SHORT PROBLEM: Give back the full material, exactly as it reads.

EXTRACTED DATA:
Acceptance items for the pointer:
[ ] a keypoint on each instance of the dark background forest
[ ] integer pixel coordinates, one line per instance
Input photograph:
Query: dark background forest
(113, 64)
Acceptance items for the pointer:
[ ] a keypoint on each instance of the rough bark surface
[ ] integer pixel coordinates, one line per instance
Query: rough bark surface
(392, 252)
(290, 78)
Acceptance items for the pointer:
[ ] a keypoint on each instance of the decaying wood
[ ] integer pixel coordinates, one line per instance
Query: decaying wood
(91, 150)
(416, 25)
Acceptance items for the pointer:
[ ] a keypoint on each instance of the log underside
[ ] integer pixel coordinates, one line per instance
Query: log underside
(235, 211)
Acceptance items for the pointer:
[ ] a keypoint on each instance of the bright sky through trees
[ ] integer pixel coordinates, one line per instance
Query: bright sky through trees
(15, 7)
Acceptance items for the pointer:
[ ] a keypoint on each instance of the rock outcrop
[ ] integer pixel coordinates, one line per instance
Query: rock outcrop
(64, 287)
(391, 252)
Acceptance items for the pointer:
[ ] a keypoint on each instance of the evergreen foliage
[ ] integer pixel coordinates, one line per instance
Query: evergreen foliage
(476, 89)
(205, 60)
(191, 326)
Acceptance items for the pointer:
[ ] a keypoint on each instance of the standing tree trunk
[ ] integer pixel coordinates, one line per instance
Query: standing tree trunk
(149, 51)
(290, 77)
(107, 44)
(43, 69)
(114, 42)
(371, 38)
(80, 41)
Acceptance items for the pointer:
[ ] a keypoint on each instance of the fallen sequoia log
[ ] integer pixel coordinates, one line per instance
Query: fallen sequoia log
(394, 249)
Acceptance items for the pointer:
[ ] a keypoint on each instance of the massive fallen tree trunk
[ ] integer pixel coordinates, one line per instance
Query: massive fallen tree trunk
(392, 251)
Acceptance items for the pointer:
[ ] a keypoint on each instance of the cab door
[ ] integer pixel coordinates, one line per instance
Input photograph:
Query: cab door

WRITTEN ANSWER:
Acceptance items for the pointer:
[ ] a keypoint on each instance of the dark background forest
[ ] integer pixel coordinates, one line per instance
Input photograph:
Query: dark background forest
(113, 64)
Acceptance items for the pointer:
[ ] a keypoint on each instance of the rough bark surface
[ ] integer pixel coordinates, one line per instance
Query: rough bark surface
(392, 252)
(290, 78)
Acceptance items for the pointer:
[ ] a keypoint on each instance of the decaying wood
[ ] integer pixel coordinates, one line per instance
Query: decaying wood
(91, 150)
(416, 25)
Acceptance items for the pointer:
[ ] a keypoint on each instance of the log underside
[ ] integer pixel coordinates, one line per instance
Query: log underside
(235, 211)
Acceptance items for the pointer:
[ ] a keypoint on each instance of the bright sky through trees
[ ] integer pixel coordinates, one line per instance
Query: bright sky through trees
(15, 7)
Acceptance items for the pointer:
[ ] a keypoint on each instance of the rock outcrop
[ ] integer pixel coordinates, one line per instance
Query: rock outcrop
(64, 287)
(391, 252)
Acceptance items for the pointer:
[ ] a keypoint on each instance of the evergreen foliage
[ ] integer pixel coordinates, one line per instance
Query: evergreen foliage
(476, 89)
(205, 60)
(191, 326)
Acceptance items for the pointer:
[ ] a keypoint on each instance of the standing tree trunk
[ ] integer pixel coordinates, one line per instance
Query: standing tree trunk
(149, 51)
(290, 77)
(107, 44)
(43, 69)
(114, 42)
(371, 38)
(80, 41)
Acceptance items for the pointer:
[ ] a keypoint on each instance of the fallen sequoia log
[ ] integer pixel coordinates, one line per instance
Query: fallen sequoia log
(394, 249)
Acceptance items for the pointer:
[ ] a keypoint on each instance of the massive fallen tree trunk
[ ] integer pixel coordinates, one line per instance
Query: massive fallen tree trunk
(392, 251)
Acceptance items for the pointer:
[ ] a keypoint on each instance of the cab door
[ ] integer pixel coordinates, one line per instance
Input photograph:
Query: cab door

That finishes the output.